# INPUT
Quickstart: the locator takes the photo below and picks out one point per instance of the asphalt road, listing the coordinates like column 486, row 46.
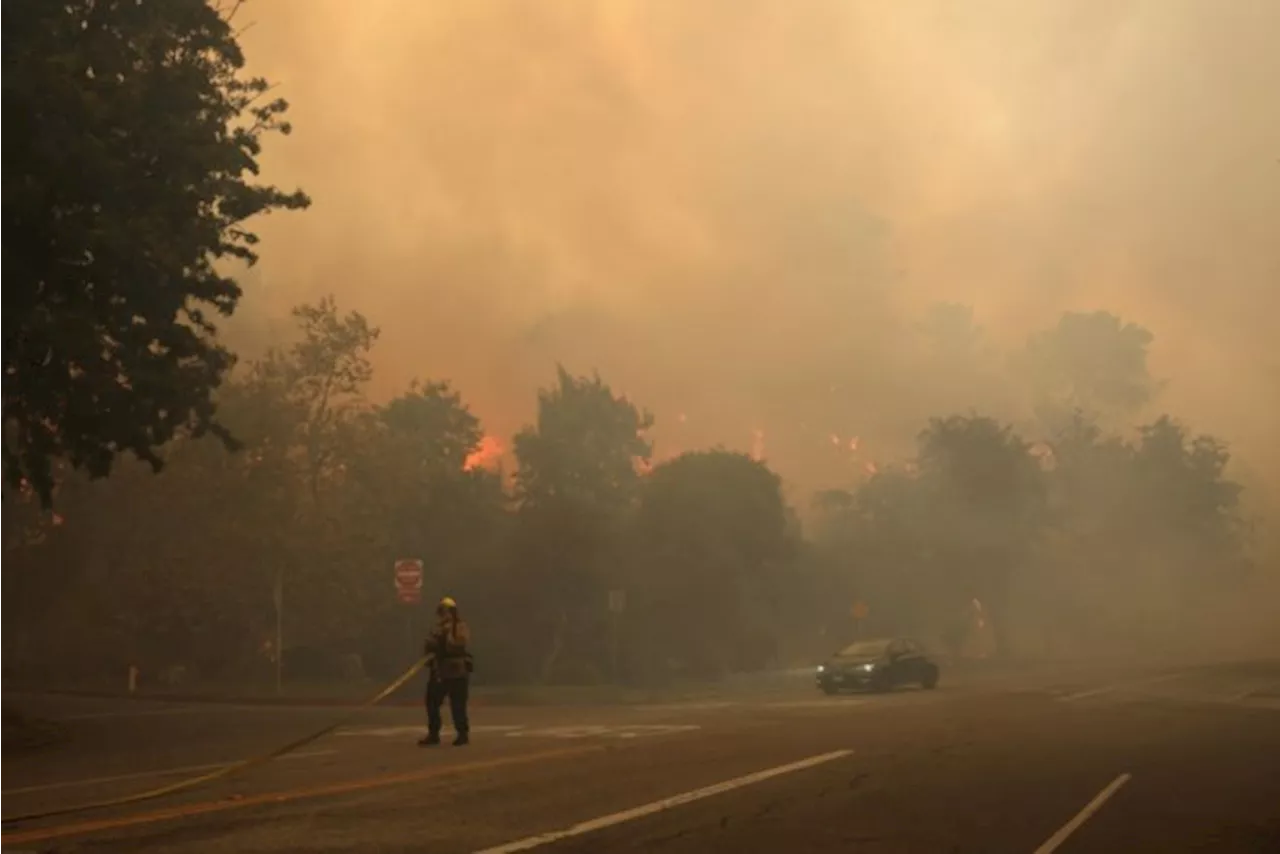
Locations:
column 1134, row 759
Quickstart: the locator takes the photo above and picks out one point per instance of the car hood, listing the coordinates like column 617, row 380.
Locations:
column 848, row 663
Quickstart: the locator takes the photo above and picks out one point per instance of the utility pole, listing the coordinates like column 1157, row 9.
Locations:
column 279, row 630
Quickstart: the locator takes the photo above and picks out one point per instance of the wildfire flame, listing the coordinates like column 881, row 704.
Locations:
column 487, row 455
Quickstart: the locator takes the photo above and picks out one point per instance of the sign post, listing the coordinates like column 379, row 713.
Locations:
column 408, row 589
column 408, row 580
column 617, row 604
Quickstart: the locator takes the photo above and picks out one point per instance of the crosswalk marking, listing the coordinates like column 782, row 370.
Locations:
column 570, row 731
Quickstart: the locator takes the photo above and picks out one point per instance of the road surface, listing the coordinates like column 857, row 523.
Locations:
column 1151, row 759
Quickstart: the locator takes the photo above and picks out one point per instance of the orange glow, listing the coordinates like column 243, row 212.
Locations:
column 487, row 455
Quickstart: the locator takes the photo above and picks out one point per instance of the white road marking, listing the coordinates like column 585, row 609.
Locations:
column 688, row 707
column 659, row 805
column 88, row 716
column 828, row 703
column 142, row 775
column 1056, row 840
column 621, row 731
column 1109, row 689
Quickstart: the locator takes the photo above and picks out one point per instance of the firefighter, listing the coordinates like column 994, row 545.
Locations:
column 448, row 674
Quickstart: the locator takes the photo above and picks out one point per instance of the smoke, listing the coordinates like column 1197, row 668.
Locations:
column 737, row 209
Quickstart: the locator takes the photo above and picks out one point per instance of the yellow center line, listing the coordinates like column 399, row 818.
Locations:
column 204, row 808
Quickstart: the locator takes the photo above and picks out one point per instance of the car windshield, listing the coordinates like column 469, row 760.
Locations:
column 864, row 649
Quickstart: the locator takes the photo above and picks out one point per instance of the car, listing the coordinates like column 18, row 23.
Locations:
column 878, row 665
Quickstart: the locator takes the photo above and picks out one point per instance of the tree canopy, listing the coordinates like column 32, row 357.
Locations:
column 129, row 178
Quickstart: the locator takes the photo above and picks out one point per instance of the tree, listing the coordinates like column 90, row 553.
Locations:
column 127, row 176
column 1148, row 542
column 584, row 448
column 712, row 540
column 323, row 377
column 1089, row 362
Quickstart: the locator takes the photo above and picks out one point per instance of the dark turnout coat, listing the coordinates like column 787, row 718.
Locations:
column 448, row 647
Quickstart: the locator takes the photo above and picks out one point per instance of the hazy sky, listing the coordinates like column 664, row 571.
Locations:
column 735, row 209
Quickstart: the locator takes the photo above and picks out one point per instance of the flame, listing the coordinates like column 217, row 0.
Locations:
column 487, row 455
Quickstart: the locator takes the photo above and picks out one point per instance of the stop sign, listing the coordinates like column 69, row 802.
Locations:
column 408, row 580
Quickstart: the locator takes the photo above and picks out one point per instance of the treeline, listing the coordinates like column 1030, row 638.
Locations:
column 328, row 489
column 586, row 562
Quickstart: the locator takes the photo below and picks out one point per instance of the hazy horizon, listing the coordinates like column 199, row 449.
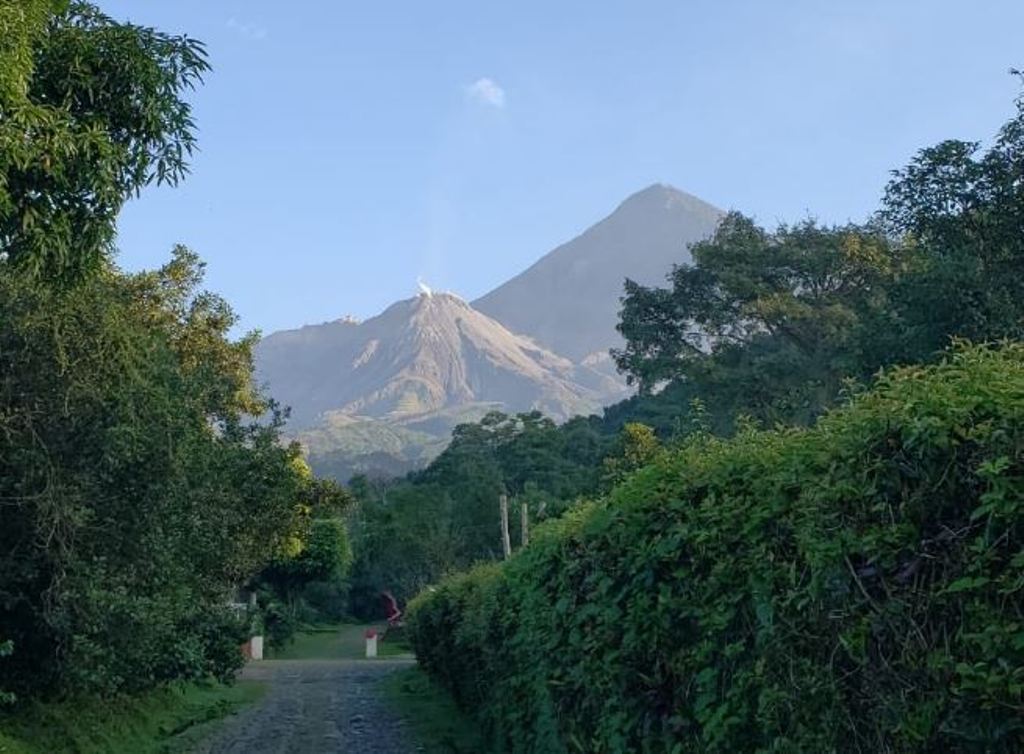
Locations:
column 462, row 143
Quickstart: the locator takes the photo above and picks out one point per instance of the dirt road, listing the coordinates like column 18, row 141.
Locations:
column 315, row 706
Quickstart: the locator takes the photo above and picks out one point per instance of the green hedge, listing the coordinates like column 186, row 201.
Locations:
column 853, row 587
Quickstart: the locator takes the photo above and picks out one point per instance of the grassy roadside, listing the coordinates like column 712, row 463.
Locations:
column 439, row 726
column 163, row 721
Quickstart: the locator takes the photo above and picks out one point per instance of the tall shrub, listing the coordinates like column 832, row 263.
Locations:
column 854, row 587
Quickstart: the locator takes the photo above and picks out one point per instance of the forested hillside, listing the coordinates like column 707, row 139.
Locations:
column 136, row 493
column 775, row 574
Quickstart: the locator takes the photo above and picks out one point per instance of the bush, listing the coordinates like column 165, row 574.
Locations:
column 853, row 587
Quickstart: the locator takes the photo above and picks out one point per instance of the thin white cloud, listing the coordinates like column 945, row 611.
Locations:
column 486, row 91
column 247, row 31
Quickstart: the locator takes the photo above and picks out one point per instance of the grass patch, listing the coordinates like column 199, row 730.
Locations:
column 166, row 720
column 337, row 642
column 439, row 726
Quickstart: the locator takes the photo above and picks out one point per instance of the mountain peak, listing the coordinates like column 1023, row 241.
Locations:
column 430, row 353
column 569, row 299
column 665, row 197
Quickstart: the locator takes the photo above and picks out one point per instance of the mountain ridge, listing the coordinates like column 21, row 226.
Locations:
column 568, row 299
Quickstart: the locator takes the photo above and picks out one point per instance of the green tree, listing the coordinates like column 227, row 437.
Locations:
column 91, row 111
column 135, row 495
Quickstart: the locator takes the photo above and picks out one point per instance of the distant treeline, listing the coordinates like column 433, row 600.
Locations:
column 136, row 495
column 765, row 327
column 847, row 583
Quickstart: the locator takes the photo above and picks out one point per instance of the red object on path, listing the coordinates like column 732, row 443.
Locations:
column 391, row 609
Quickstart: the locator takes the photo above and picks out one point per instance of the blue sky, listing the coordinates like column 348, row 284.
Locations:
column 348, row 148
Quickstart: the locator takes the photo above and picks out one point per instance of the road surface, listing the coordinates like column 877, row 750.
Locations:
column 315, row 706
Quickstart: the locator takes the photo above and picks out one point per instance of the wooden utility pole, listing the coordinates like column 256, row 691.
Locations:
column 525, row 524
column 503, row 502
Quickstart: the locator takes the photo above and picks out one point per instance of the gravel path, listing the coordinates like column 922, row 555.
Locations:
column 315, row 706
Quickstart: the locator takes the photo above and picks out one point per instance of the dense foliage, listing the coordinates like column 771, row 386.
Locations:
column 133, row 494
column 854, row 587
column 135, row 491
column 90, row 112
column 410, row 533
column 306, row 581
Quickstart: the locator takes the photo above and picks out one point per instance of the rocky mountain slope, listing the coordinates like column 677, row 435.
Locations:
column 381, row 396
column 568, row 300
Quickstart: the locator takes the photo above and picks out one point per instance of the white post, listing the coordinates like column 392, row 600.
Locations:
column 503, row 503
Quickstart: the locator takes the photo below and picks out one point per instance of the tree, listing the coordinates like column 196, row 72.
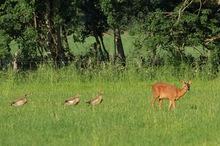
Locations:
column 120, row 14
column 94, row 24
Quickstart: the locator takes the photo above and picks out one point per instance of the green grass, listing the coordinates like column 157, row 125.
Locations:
column 124, row 118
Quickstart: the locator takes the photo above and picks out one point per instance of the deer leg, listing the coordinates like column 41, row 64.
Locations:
column 160, row 103
column 153, row 101
column 174, row 105
column 170, row 104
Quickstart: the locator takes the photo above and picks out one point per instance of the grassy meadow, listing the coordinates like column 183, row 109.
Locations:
column 124, row 118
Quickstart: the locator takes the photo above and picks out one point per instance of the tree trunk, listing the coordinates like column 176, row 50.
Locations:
column 103, row 46
column 119, row 46
column 99, row 47
column 60, row 56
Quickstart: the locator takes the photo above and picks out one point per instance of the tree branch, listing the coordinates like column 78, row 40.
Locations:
column 207, row 41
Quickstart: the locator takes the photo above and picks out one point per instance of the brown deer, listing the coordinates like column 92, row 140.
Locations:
column 166, row 91
column 19, row 101
column 73, row 101
column 97, row 100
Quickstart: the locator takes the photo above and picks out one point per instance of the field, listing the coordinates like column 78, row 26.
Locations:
column 125, row 118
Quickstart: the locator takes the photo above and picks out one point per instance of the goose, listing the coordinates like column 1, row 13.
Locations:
column 73, row 101
column 96, row 100
column 19, row 101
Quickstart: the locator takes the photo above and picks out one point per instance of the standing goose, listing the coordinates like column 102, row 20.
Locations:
column 73, row 100
column 97, row 100
column 19, row 101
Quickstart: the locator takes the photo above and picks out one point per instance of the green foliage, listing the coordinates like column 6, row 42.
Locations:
column 124, row 118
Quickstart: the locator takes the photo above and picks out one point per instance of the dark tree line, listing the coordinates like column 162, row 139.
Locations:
column 40, row 29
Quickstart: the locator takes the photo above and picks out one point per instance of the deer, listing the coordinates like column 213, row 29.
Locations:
column 19, row 101
column 96, row 100
column 73, row 101
column 166, row 91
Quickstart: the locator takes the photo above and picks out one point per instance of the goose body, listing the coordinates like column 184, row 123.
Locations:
column 19, row 101
column 96, row 100
column 73, row 100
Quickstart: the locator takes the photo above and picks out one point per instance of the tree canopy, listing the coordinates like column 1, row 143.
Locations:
column 164, row 31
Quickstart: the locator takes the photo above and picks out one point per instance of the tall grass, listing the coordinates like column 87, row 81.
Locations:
column 124, row 118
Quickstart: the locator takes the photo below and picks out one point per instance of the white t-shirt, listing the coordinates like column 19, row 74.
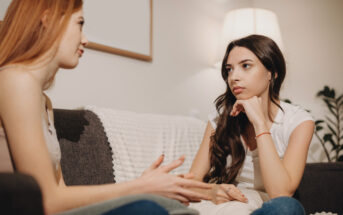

# WHAT THE EXERCISE ASKS
Filter the records above and return every line that holds the word "mountain".

# RESPONSE TO THE TASK
Quickstart: the locator takes the photo above and picks out one point per instance of the mountain peak, listing the coordinates like column 1023, row 241.
Quickstart: the locator takes the photo above and picks out one point per instance of the mountain ridge, listing the coordinates like column 21, row 226.
Quickstart: the locator takes the photo above and picks out one point per instance of the rocky mountain slope, listing the coordinates like column 677, row 435.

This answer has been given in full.